__COMPLETE THE FOLLOWING__:
- a) In the article on Oldsmar's dispensary ban, what did the Oldsmar City Council enact in February?
- b) Reproduce the article on Oldsmar's dispensary ban word for word from "Oldsmar, like many" to "the facilities outright.".
- c) Write the next part of the article on Oldsmar's dispensary ban, picking up after its final sentence.

Oldsmar City Council members recently agreed to ban medical marijuana dispensaries in the city. An ordinance will be drafted and voted on during the first of two public hearings of the item on Tuesday, Nov. 7, 2017.
Oldsmar, like many communities in the Sunshine State, has grappled with the ramifications of Amendment 2, or the Florida Medical Marijuana Legalization bill, ever since it passed by a wide margin last November.
In February, the Oldsmar City Council enacted a temporary moratorium while officials weighed their options and waited for direction as to how to handle the potential establishment of such facilities within the city limits.
During a recent public workshop on the subject, City Attorney Tom Trask explained state legislation that passed in June left local lawmakers with three options regarding medical marijuana dispensaries: do nothing; treat them the same as pharmacies; or ban the facilities outright.
After being informed of their options, it didn’t take long for the five city council members to unanimously agreed to ban medical marijuana dispensaries in Oldsmar.

__STUDY MATERIAL__:

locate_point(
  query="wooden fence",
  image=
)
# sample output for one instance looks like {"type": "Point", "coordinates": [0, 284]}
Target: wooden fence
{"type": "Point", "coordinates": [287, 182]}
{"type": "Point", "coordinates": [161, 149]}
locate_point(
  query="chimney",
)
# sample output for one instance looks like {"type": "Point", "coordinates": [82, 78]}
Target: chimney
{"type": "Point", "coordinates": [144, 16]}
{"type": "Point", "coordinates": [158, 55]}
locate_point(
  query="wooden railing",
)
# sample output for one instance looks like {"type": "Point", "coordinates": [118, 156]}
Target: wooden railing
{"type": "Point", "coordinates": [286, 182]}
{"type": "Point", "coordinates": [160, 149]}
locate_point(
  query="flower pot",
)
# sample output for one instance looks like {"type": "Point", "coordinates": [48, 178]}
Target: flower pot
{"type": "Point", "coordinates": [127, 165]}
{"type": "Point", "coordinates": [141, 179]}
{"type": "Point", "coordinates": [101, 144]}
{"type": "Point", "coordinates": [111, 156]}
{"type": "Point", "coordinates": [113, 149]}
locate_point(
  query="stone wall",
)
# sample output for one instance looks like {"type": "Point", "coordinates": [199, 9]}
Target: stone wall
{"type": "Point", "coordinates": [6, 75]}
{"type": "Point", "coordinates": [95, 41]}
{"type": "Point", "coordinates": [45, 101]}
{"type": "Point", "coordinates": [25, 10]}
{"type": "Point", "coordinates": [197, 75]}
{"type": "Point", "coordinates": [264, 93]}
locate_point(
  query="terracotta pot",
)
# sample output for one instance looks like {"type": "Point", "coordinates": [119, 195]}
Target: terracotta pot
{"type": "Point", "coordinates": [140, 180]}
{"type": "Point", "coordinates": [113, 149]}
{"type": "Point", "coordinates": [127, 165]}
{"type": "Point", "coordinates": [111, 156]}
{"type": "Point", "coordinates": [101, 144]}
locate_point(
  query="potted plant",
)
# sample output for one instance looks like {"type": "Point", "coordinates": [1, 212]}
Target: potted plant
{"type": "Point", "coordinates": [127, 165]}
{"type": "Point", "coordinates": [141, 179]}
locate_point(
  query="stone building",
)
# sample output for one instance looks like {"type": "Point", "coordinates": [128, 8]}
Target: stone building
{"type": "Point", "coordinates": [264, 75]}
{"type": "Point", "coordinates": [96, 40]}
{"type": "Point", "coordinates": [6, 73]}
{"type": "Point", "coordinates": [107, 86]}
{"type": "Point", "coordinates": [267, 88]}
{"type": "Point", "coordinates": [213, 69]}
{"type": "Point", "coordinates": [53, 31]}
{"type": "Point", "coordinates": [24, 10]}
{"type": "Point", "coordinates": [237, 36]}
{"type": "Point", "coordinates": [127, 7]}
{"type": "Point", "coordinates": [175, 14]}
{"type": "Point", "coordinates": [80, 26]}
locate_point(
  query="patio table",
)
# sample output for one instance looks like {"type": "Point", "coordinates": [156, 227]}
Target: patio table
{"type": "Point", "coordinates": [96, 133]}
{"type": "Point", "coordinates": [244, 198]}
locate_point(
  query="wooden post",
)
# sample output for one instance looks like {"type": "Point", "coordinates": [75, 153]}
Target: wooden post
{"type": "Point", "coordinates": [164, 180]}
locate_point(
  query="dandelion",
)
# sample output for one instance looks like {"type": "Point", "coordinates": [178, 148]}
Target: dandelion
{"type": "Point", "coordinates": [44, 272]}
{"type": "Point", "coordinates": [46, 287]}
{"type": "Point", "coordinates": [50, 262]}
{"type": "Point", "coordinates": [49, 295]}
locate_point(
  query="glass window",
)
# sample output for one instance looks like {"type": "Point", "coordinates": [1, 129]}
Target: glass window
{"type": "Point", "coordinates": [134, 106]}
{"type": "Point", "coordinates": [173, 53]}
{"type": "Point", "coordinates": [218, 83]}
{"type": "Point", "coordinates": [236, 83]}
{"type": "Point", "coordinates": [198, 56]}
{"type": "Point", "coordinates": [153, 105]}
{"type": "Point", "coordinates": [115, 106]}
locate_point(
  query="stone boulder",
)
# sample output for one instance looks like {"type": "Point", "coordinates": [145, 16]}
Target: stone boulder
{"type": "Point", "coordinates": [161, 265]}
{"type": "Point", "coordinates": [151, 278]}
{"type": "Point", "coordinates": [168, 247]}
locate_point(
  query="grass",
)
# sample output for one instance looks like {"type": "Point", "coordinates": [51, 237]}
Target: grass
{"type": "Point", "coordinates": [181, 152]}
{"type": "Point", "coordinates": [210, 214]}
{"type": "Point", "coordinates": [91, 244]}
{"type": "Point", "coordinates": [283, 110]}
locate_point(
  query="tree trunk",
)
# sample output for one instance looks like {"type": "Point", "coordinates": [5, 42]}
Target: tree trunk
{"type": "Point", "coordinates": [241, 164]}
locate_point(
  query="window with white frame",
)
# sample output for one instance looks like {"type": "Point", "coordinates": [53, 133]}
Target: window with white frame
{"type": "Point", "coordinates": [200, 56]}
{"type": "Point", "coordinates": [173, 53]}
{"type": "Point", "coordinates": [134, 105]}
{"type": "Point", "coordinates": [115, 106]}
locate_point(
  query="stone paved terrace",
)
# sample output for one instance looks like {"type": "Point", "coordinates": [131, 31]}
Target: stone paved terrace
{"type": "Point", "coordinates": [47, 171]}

__RESPONSE LIST__:
- a) A temporary moratorium on medical marijuana dispensaries.

- b)
Oldsmar, like many communities in the Sunshine State, has grappled with the ramifications of Amendment 2, or the Florida Medical Marijuana Legalization bill, ever since it passed by a wide margin last November.
In February, the Oldsmar City Council enacted a temporary moratorium while officials weighed their options and waited for direction as to how to handle the potential establishment of such facilities within the city limits.
During a recent public workshop on the subject, City Attorney Tom Trask explained state legislation that passed in June left local lawmakers with three options regarding medical marijuana dispensaries: do nothing; treat them the same as pharmacies; or ban the facilities outright.

- c)
“I would support an ordinance for no dispensaries in town,” Council member Jerry Beverland said shortly after Trask finished speaking.
“I’m in favor of banning them,” Mayor Doug Bevis concurred.
Despite the quick decision, Trask went on to explain how Oldsmar currently doesn’t have any legislation on the books regarding the regulation of pharmacies, meaning a dispensary could open in any area zoned for retail in the city, with some restrictions.
This map shows where medical marijuana dispensaries could be allowed to operate in Oldsmar. According to new state legislation, the facilities are to be treated the same as pharmacies, with some restrictions based on proximity to schools. (Graphic: City of Oldsmar)
He also noted Oldsmar “is not an optimal place to open a dispensing facility” based on studies that show optimal locations feature populations that exceed 67,000 residents. Oldsmar has a population of roughly 14,000.
Citing those reasons as well as the fact that dispensaries are located two miles away in Hillsborough County and within four miles in Clearwater, Bevis said, “I think the others are close enough.”
Oldsmar City Council member Eric Seidel.
Council member Eric Seidel said he was “not insensitive to our voters,” 72 percent of whom voted in favor of the amendment in Oldsmar.
“I don’t think we can ignore that,” he said.
“But I think they do have access, and if the time comes where we have a demand in Oldsmar, we can go back and revisit it and create new legislation if need be.”
“I don’t think we should allow it at this time,” Seidel stated. “I don’t think there’s a need for it.”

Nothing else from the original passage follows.